* [PASSAGE FOR REVIEW]

Medical marijuana smoking ban would essentially be enforced on honor system

dayton pot.jpg
Dayton is worried medical marijuana will actually be used for recreational purposes.
As a conference committee tries to hash out (pardon the pun) a medical marijuana compromise, one issue that's already been agreed upon is that Minnesota's medical marijuana system won't allow patients to actually smoke marijuana.

The House bill doesn't even allow patients to get their hands on plant-form marijuana, while the Senate version allows patients to leave a dispensary with up to 2.5 ounces. Once patients return home, they'd be prohibited from smoking the stuff, but enforcement of that provision would basically boil down to the honor system. (For a nice breakdown of the differences between the House and Senate version of the bill, click here.)

See also:
Scott Dibble: the Senate medical marijuana bill is better, and here's why

Asked about that provision, Heather Azzi, political director of Minnesotans for Compassionate Care, points out that "every other medical marijuana state in the country trusts the patients with their medicine, as we do with oxycontin. This is nothing new."

Those convicted of violating the smoking ban would face a $200 fine under the Senate version.

* [PROVIDED MATERIAL]
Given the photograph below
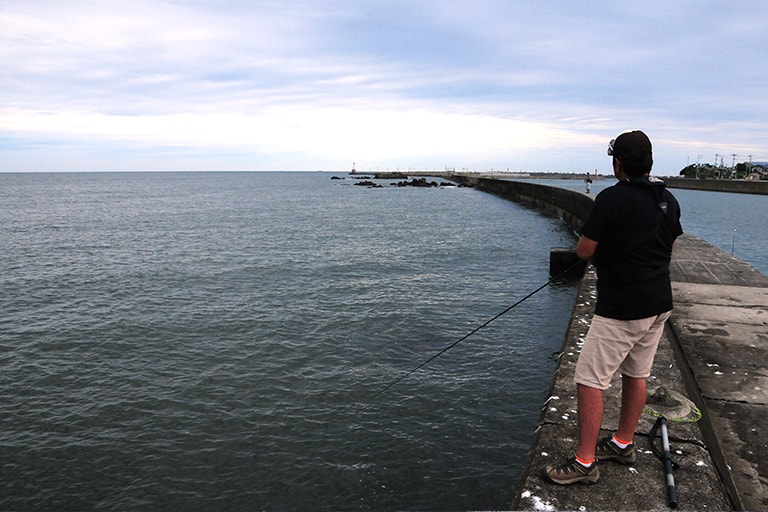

* [EXERCISE PROMPT]
Extend the article on Minnesota's medical marijuana smoking ban from the point where it stops. You won't need the lines above.

* [OUTPUT OF THE EXERCISE]
A previous version of the House medical marijuana bill required patients to remain under medical supervision while using marijuana, but that provision was removed from the bill now under consideration in conference committee. So while patients wouldn't be able to get their hands on actual marijuana, they would be able to vaporize liquids and oils from the comfort of their home. (Ironically, those extracts are actually more intoxicating than straight-up plant marijuana.)

During a Monday news conference, Gov. Mark Dayton expressed concern about medical marijuana being diverted for recreational use.

"It's just to me impossible to believe that somebody is gonna buy two and a half ounces of marijuana and not smoke it or not sell it to somebody else who will," Dayton said. "It just defies common sense in my judgment."

But Azzi points out that the Senate bill includes a felony-level penalty to diversion. Furthermore, offenders would have their medical marijuana cards revoked and would be banned from participating in the program.

Dayton is concerned, however, that allowing patients to take leaf marijuana home with them will turn Minnesota into Colorado before too long.